Wednesday, 10/2/13
Today we honor the Guardian Angels who play favorite roles
in our religious musings. We grew
up on the Guardian Angel night prayer. We have thousands of cherubs decorating
our cathedrals. Our obedient children and our beautiful girls are like angels.
But, unfortunately we are woefully ill-informed about angels.
This was a favorite day for us in the seminary, for every
year we were visited by Father Deggleman from Creighton University, and he
would delight us with stories about him and his Guardian Angel. His angel functioned as
his private secretary, taking part in all his good deeds.
I must admit that I have not kept up a similar devotion to
my Guardian Angel. Through the years I have been so earnest about retaining my
consciousness of being in God’s presence, that I have given no thought to my
angel being near.
The Bible, while referring to angels has never told us more
than that there are such things. A homily like this should stick to what is
factually true. So, let’s look at the facts.
Our Old Testament ancestors entered into real history around
the year 2200 B.C. when Abraham’s great-grandparents
moved up from the Arabian peninsula, settling in southern Iraq at the ancient
city of Ur.
Going back beyond them, hieroglyphics and cuneiform records
of ancient peoples bring us back another two thousand years. Then, reliable unwritten
records take us further back with the ancient peoples of Africa and the
Americas.
Now, if the theorizing of paleontologists is correct, most
of those ancient peoples believed that one or more gods created our world. They
go on then to understand that after creating our world, the gods found us so
wicked, that they abandoned creation, taking refuse far above the stars of heavens.
A big breakthrough in that ancient mythology came with
Jacob’s dream in Chapter Twenty-Eight of Genesis. While staying with the belief
that God kept himself hidden above the heavens, Jacob was let see streams of
messengers, with some of them carrying prayers up to God above the heavens, and
some of them bringing down answers to prayers. (The word angel is just Greek
for a messenger.)
Right down into New Testament times, people theorized that
God, never budging from his home above the stars, communicated with us through
angels. A big breakthrough came in
Acts, 17: 27-28. There we read Paul saying, “God is not far from any of us, for
in him we live, and move and have our being.”

Dataset entries:
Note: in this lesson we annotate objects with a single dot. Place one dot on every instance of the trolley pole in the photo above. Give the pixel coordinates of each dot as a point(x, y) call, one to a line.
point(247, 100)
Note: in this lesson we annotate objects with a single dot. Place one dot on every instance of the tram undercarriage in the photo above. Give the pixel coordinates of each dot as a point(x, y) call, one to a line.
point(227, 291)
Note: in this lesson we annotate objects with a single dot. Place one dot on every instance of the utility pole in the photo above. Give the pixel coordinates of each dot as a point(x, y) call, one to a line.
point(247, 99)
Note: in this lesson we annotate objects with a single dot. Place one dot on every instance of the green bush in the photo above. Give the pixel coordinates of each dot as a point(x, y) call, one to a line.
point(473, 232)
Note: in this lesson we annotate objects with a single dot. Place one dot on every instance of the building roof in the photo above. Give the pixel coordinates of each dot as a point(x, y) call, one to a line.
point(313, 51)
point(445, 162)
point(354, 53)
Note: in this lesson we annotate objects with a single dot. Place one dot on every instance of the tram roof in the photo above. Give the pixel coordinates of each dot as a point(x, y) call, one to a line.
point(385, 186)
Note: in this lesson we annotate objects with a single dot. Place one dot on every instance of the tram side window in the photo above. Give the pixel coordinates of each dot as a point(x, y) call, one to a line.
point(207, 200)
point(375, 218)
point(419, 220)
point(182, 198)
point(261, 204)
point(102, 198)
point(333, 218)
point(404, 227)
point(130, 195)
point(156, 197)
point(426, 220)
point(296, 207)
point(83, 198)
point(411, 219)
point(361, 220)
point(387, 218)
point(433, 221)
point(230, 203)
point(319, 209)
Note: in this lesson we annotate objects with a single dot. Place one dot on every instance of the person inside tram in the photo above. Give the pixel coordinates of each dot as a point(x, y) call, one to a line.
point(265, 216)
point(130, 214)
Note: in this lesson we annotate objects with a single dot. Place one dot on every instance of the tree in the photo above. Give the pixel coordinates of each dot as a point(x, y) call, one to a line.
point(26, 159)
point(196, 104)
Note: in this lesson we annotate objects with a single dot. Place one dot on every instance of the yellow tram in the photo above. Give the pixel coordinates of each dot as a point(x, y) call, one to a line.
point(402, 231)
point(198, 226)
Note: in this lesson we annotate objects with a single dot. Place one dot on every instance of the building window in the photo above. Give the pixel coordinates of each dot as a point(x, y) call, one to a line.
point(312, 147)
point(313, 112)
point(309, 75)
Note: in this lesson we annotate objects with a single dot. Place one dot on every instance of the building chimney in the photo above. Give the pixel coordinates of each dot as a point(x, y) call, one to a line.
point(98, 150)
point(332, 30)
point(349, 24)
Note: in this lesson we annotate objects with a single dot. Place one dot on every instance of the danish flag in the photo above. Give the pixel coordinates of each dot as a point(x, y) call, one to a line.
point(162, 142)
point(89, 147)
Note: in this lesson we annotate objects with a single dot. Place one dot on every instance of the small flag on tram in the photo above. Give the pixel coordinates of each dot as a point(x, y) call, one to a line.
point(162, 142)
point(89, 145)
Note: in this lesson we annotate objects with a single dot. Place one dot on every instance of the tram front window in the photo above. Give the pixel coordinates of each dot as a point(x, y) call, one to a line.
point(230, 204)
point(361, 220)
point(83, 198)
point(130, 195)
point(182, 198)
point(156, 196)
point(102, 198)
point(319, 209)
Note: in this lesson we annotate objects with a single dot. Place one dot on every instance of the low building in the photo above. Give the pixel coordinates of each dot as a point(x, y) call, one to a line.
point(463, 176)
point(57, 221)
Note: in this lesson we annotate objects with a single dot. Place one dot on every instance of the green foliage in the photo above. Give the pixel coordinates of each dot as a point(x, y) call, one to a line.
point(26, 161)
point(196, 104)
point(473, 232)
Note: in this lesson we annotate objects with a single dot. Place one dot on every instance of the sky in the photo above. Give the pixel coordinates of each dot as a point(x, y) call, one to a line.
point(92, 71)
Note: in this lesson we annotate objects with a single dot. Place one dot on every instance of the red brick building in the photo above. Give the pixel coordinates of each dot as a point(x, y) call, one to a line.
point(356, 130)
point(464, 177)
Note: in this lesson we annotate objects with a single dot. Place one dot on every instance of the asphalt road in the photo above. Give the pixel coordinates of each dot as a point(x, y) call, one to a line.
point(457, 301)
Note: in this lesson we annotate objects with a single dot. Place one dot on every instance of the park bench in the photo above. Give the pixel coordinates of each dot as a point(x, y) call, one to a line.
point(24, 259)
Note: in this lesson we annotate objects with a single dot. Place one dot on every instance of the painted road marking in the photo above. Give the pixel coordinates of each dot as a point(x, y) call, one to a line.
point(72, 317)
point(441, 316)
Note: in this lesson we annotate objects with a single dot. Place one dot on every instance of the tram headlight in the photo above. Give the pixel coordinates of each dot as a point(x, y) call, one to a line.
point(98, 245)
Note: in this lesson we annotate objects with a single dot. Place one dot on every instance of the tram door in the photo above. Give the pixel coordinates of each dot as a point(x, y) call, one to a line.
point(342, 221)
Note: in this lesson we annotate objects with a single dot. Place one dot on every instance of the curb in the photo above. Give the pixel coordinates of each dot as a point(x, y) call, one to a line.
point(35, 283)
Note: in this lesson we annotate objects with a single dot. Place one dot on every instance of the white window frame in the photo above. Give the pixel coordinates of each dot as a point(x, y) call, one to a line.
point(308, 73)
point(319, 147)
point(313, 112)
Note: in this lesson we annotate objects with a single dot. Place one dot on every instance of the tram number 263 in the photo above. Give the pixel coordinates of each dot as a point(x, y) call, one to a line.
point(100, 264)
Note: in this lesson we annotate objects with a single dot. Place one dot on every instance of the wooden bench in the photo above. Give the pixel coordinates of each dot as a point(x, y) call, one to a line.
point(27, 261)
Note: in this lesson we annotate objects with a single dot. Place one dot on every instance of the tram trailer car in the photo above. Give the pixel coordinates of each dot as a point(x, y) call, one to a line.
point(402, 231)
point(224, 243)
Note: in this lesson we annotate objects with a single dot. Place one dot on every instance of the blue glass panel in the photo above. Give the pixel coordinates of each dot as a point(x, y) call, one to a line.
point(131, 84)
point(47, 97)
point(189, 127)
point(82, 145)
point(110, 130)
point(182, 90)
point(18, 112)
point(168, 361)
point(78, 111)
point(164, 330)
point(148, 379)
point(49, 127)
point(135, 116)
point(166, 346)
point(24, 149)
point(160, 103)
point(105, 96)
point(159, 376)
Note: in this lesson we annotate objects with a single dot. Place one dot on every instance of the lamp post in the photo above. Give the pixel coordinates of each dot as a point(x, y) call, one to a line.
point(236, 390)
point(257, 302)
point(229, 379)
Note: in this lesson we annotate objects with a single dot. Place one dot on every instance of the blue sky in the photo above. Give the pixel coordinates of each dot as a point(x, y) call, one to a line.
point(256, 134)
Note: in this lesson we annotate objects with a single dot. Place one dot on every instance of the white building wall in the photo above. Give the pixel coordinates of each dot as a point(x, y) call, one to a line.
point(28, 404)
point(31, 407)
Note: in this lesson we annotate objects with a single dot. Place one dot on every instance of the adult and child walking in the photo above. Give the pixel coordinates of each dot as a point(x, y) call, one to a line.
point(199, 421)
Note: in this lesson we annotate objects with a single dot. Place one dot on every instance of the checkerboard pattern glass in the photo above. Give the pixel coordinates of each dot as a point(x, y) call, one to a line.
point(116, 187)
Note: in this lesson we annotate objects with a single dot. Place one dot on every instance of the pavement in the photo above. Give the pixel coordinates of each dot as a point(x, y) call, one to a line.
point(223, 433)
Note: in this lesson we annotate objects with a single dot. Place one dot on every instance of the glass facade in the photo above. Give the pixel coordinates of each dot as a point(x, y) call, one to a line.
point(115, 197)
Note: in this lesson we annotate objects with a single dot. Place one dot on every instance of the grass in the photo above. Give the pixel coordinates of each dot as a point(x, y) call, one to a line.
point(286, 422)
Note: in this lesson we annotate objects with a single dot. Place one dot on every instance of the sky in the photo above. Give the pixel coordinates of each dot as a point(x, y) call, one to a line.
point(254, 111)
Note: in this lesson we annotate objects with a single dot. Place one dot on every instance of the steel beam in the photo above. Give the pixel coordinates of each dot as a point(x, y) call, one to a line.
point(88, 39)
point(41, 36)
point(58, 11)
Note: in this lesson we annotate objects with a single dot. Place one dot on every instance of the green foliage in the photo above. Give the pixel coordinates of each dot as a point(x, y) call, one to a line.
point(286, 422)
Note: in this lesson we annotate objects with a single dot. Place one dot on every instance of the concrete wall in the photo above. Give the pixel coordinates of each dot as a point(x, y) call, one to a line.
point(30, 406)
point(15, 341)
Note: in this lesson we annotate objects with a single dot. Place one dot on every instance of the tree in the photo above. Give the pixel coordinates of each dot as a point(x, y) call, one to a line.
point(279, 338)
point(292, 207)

Problem requirements: In the homily on Guardian Angels, which university did Father Deggleman come from when he visited the seminary?

Exercise solution: Creighton University